Dataset entries:
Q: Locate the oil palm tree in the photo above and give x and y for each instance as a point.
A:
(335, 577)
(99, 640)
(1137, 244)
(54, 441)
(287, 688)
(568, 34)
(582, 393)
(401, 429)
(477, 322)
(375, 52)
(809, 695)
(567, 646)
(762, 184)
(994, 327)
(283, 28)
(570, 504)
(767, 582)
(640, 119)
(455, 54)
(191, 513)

### WHAT YOU HAVE TO DO
Write down every record shown above precisely.

### EXERCISE SOLUTION
Q: Locate the oil palm tree in the photo above and give x and y for each instance as a point.
A:
(335, 577)
(99, 640)
(1137, 244)
(54, 441)
(287, 688)
(568, 34)
(582, 393)
(401, 429)
(477, 322)
(375, 52)
(809, 695)
(567, 646)
(762, 184)
(994, 327)
(283, 28)
(570, 504)
(767, 582)
(640, 119)
(455, 54)
(191, 513)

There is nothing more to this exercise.